■ **GIVEN RECORDS**:

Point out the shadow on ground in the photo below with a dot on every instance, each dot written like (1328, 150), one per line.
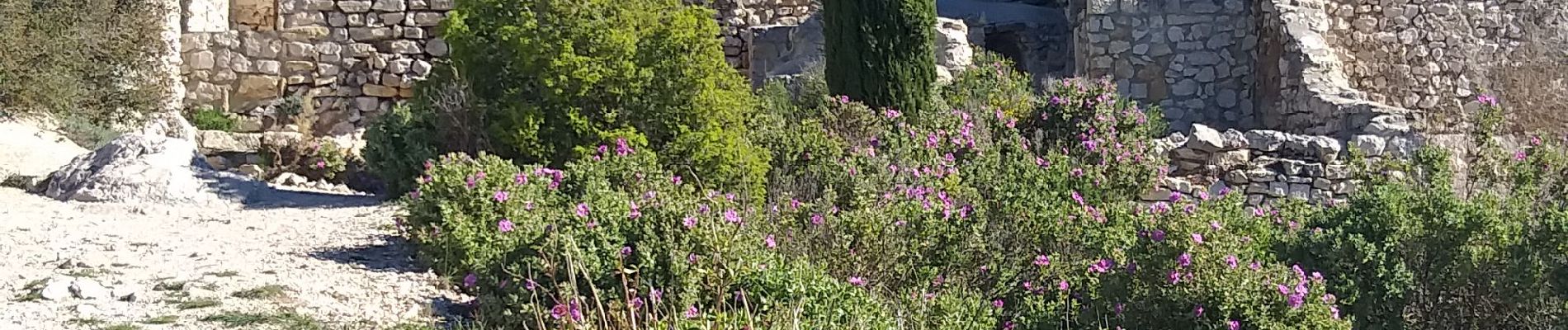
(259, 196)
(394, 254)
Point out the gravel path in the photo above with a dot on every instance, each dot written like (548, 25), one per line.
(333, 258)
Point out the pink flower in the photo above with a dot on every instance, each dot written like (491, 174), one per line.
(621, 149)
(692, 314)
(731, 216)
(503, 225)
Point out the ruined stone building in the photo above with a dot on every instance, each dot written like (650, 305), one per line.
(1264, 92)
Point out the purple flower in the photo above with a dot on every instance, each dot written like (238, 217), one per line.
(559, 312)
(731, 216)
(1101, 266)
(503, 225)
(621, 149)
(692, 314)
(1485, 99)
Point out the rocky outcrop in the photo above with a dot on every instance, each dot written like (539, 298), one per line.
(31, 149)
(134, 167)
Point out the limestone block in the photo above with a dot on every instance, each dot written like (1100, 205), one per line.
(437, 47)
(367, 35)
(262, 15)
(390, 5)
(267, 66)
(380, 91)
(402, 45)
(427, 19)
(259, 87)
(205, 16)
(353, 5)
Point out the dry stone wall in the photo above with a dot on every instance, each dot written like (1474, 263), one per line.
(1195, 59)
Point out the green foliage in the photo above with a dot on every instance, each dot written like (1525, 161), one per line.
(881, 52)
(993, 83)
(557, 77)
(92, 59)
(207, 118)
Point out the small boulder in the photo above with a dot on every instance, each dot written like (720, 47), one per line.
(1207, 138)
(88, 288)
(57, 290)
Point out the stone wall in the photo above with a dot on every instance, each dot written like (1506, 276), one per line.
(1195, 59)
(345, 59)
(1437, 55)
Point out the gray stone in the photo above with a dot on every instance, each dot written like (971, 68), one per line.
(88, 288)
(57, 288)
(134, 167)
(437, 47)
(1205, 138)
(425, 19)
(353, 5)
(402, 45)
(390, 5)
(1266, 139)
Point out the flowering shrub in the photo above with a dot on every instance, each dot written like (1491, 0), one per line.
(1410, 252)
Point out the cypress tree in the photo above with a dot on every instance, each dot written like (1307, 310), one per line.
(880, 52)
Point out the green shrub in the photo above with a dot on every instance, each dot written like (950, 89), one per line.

■ **YOUR GOAL**: A faithful copy is required of the lines from the one with "Point out the dry" through the last line of the data; please add nothing.

■ **RESPONSE BELOW**:
Point out the dry stone wall in the photo above with a dot on every instance, each dot written like (1474, 263), one per line.
(1195, 59)
Point out the green foliage in the photo above with a dot on every instance, each dot written like (1525, 161), one per line.
(881, 52)
(993, 83)
(557, 77)
(92, 59)
(207, 118)
Point out the small boulder in the photo above with a dot on every instance, each dot written like (720, 47), one per line.
(1207, 138)
(88, 288)
(57, 290)
Point out the stone wall in the photo above with a dot on every instance, each dot written like (1506, 276), one per line.
(1195, 59)
(345, 59)
(1437, 55)
Point out the gray stone in the photo above with a dot on every instance, each dot written like (971, 68), one per line.
(88, 288)
(57, 288)
(134, 167)
(437, 47)
(1205, 138)
(425, 19)
(353, 5)
(402, 45)
(390, 5)
(1266, 139)
Point out the flowering shrub in the photo above with a dot on every instance, each dot written like (1491, 0), one per line.
(1410, 252)
Point out the cypress tree in the photo above with a dot on every instance, each dot written like (1307, 310), one per line.
(880, 52)
Point out the green shrub in the photo above with a dot on every instance, each dot written like (950, 89), one per line.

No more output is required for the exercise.